▶ _WHAT TO DO_:
Please repeat each entry. Match every word exactly.

[Region pointing data]
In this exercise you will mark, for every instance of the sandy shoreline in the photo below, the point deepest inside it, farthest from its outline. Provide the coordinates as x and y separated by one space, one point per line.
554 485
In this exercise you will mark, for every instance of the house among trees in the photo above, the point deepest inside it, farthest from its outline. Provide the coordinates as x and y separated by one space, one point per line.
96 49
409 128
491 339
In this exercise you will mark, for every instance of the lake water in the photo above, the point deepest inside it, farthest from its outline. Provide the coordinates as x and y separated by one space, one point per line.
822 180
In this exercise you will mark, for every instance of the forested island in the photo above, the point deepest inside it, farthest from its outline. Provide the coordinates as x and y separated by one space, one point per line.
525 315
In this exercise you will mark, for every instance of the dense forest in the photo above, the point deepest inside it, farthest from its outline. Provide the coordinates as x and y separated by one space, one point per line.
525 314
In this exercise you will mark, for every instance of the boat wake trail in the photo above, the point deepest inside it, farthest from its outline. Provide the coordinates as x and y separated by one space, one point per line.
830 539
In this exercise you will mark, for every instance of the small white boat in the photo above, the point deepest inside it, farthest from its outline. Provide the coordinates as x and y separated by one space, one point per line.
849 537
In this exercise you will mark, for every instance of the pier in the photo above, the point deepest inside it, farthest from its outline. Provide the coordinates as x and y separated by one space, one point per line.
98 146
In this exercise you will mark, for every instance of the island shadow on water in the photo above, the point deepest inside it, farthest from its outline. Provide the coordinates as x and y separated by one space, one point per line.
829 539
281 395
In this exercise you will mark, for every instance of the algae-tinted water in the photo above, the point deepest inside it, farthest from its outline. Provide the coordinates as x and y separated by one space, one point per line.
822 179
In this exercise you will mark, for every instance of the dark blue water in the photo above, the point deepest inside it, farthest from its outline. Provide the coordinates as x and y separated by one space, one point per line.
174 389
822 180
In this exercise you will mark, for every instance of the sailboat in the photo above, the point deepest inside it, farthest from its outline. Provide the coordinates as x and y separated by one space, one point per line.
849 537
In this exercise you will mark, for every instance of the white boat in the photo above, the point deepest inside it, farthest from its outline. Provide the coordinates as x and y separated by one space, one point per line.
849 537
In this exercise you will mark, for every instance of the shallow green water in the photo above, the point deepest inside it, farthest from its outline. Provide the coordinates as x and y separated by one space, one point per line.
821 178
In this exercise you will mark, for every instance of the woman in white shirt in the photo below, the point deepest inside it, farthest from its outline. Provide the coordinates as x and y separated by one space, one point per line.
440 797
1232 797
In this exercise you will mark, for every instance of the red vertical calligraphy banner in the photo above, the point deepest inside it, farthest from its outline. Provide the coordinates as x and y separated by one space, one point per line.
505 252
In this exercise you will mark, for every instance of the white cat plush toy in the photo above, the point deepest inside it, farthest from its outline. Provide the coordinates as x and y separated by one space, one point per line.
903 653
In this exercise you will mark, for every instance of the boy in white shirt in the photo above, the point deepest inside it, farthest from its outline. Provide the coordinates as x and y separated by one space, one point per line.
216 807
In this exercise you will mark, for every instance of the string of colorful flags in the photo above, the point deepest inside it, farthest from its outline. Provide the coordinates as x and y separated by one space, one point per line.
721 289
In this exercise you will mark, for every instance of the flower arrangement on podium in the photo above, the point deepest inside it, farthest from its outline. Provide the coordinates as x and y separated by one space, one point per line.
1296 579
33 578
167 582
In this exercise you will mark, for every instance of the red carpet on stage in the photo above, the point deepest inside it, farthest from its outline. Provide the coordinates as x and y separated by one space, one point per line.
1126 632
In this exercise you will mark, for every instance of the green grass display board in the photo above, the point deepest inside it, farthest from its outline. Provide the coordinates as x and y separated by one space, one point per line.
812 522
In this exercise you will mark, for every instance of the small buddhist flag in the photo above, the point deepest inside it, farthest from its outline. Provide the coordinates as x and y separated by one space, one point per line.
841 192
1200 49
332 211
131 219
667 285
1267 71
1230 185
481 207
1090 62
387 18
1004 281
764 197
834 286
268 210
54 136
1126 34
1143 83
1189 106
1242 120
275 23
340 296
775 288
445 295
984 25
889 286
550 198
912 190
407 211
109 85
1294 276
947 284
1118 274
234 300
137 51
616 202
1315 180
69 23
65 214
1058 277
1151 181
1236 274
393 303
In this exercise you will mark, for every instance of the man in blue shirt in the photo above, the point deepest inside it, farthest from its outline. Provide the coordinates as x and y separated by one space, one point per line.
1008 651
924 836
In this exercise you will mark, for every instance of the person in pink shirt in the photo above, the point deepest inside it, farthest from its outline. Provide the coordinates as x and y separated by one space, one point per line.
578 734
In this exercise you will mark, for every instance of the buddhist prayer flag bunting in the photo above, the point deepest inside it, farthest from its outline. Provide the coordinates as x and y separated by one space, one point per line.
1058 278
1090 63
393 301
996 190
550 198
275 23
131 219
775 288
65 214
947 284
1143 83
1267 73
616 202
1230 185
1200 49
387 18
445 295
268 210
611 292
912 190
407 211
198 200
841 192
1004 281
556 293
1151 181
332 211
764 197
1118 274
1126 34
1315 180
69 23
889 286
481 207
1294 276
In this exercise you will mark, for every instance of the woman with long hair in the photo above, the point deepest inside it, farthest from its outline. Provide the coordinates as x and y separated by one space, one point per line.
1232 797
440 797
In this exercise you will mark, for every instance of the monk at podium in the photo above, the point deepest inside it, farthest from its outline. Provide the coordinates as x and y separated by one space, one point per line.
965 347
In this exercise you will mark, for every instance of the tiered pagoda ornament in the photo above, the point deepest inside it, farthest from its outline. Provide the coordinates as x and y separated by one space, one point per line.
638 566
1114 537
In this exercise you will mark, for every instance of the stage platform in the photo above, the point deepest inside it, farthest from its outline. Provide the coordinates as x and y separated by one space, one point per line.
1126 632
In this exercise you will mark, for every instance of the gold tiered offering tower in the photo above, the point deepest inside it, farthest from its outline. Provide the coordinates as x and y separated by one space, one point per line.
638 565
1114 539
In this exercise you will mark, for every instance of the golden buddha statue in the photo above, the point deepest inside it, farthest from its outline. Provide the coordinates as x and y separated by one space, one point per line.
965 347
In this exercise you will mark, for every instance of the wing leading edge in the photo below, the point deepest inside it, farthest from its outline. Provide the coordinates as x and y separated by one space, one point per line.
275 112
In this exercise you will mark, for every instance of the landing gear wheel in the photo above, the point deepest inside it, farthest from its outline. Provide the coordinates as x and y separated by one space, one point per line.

▶ _SOLUTION TO THIS EXERCISE_:
In this exercise you will mark, for every instance of the sandy shoreline in the photo below, the point deepest inside it, farthest from its outline. Provide the coordinates as x and y separated by one space, one point per line.
554 485
In this exercise you will mark, for every instance of the house among trees in the photo above, the point deepest inside it, farthest from its outline. Provide the coordinates as x and y separated by one space, one point per line.
96 49
409 128
491 339
In this exercise you will mark, for every instance of the lake water in the photo above, the point deepest inside it, farthest from its outline. Provide the coordinates as x and y separated by one space, one point per line.
822 180
In this exercise you will mark, for every instance of the forested island in the photo above, the point deepest inside it, farthest from its outline. Provide the coordinates as x and y separated by one space, one point per line.
525 315
In this exercise you will mark, for every instance of the dense forest in the photo above, the point deepest inside it, farthest from its outline. Provide the coordinates as x and y separated by one space, one point per line.
525 314
In this exercise you will mark, for every instance of the boat wake trail in the photo above, the point deepest inside it, farthest from its outline. Provide the coordinates as x and y separated by one space, one point per line.
830 539
In this exercise you will mark, for every instance of the small white boat in the photo above, the point deepest inside it, farthest from its outline. Provide the coordinates as x and y separated by one space, one point per line.
849 537
In this exercise you will mark, for every instance of the pier in the photo above, the point deepest inside it, farthest from its outline. Provide the coordinates as x and y separated by one space, one point per line.
98 146
In this exercise you will mark, for every instance of the island shadow on water in the photo above, the point deepest inside it, farthest from its outline. Provide the coordinates as x and y separated by one space, one point per line.
829 539
281 395
In this exercise you will mark, for every instance of the algae-tinted water in the photo above, the point deepest inside it, farthest from its outline. Provide the coordinates as x and y separated by one space, one point per line.
822 179
In this exercise you will mark, for every instance of the dark blue water in the photo above, the point deepest inside it, farthest from its outline. Provide the coordinates as x and y separated by one space, one point per line.
174 389
822 180
In this exercise you will mark, for every instance of the sailboat in the photo above, the point deepest inside it, farthest from its outline. Provide the coordinates as x and y separated by one space, one point per line.
849 537
In this exercise you will mark, for every instance of the white boat in the photo above, the point deepest inside it, farthest from its outline. Provide the coordinates as x and y separated by one space, one point per line.
849 537
In this exercise you will mark, for every instance of the shallow green water in the photo above, the point deepest inside it, farthest from its outline. Provide the coordinates as x and y separated by one space, one point per line.
821 178
In this exercise you will mark, for every instance of the woman in white shirt in the photo below, the point deepest inside it, farthest from its outline. Provide the coordinates as x and y separated by one space, one point per line.
440 797
1232 797
In this exercise you will mark, for every instance of the red vertical calligraphy banner in the photo above, the point deepest inside it, farthest from its outline. Provide the coordinates as x and y separated by one space, one point per line.
505 252
In this exercise you will mark, for every instance of the white cat plush toy in the photo above, the point deepest inside it, farthest from its outline. Provide the coordinates as x and y separated by one space, one point per line.
903 653
In this exercise you will mark, for every instance of the boy in white shirt in the photo above, the point deepest inside it, farthest from its outline. Provide the coordinates as x and y separated by one space, one point per line.
216 807
In this exercise you will mark, for every instance of the string of colorful flags in the photo above, the point deepest inside it, farthest from its outline. Provide the coordinates as x and y separated by one space, one point per line.
721 289
In this exercise you will mark, for every instance of the flower arrangement on podium in the photo above, the point deepest inside it, farthest from its outline. Provide the coordinates as x and y separated by one space, one point per line.
1296 579
33 578
167 582
In this exercise you will mark, for every instance of the red carpet on stage in the photo above, the point deepest inside it, farthest from its outline. Provide the coordinates as x and y separated by one space, one point per line.
1126 632
In this exercise you will mark, for every instance of the green grass display board in the photo above, the point deepest inside it, farthest from its outline. Provide the coordinates as x and y separated by one space, one point per line.
812 522
In this exercise you will mark, for every instance of the small buddhist flag in the photo above, the point deepest inside it, farthest from its outline. Provide the coordinates as x and y separated by one space, one point per line.
841 192
1200 49
332 211
131 219
667 285
1267 71
1230 185
481 207
1090 62
387 18
1004 281
764 197
834 286
268 210
54 136
1126 34
1143 83
1189 106
1242 120
275 23
340 296
775 288
445 295
984 25
889 286
550 198
912 190
407 211
109 85
1294 276
947 284
1118 274
234 300
137 51
616 202
1315 180
69 23
65 214
1058 277
1151 181
1236 274
393 303
In this exercise you will mark, for every instance of the man in blue shirt in the photo above, the point deepest inside it, farthest from its outline. Provide the coordinates as x and y separated by one space, one point per line.
1008 651
924 836
In this exercise you will mark, for every instance of the person in pink shirt in the photo above, the point deepest inside it, farthest from its outline. Provide the coordinates as x and y separated by one space, one point per line.
578 734
In this exercise you will mark, for every instance of the buddhist prayer flag bunting in the photo above, the point deepest inside it, farthest from its outline. Provide the coordinates as x and y separated by one space, one point per line.
1058 278
1090 63
393 301
996 190
550 198
275 23
131 219
775 288
65 214
947 284
1143 83
1267 73
616 202
1230 185
1200 49
387 18
445 295
268 210
611 292
912 190
407 211
198 200
841 192
1004 281
556 293
1151 181
332 211
764 197
1118 274
1126 34
1315 180
69 23
889 286
481 207
1294 276
In this exercise you will mark, for every instance of the woman with long hair in the photo above, the point deepest inside it, farthest from its outline. Provide the coordinates as x and y separated by one space, one point per line.
1232 797
440 797
In this exercise you will mark, for every instance of the monk at podium in the photo above, the point deepest inside it, farthest from its outline. Provide the coordinates as x and y separated by one space, one point per line.
965 347
In this exercise you will mark, for every instance of the tiered pagoda ornament in the photo above, the point deepest inside it, farthest from its outline. Provide the coordinates as x and y separated by one space, one point per line.
638 566
1114 537
In this exercise you will mark, for every instance of the stage platform in the photo above, the point deepest inside it, farthest from its outline. Provide the coordinates as x and y separated by one space, one point per line.
1126 632
In this exercise you will mark, for every instance of the gold tiered offering tower in the photo above, the point deepest inside it, farthest from its outline. Provide the coordinates as x and y separated by one space, one point per line.
638 565
1114 539
In this exercise you will mark, for every instance of the golden buddha statue in the photo above, the point deepest inside it, farthest from its outline. Provide the coordinates as x and y separated by one space, one point per line.
965 347
In this exercise you will mark, for every instance of the wing leading edge in the photo below, the point deepest inside it, farthest from its outline. Provide the coordinates as x and y separated by one space, one point per line.
275 112
In this exercise you will mark, for every instance of the landing gear wheel in the photo above, the point deepest inside it, farthest from its outline. Provide the coordinates as x and y separated by one space, one point per line.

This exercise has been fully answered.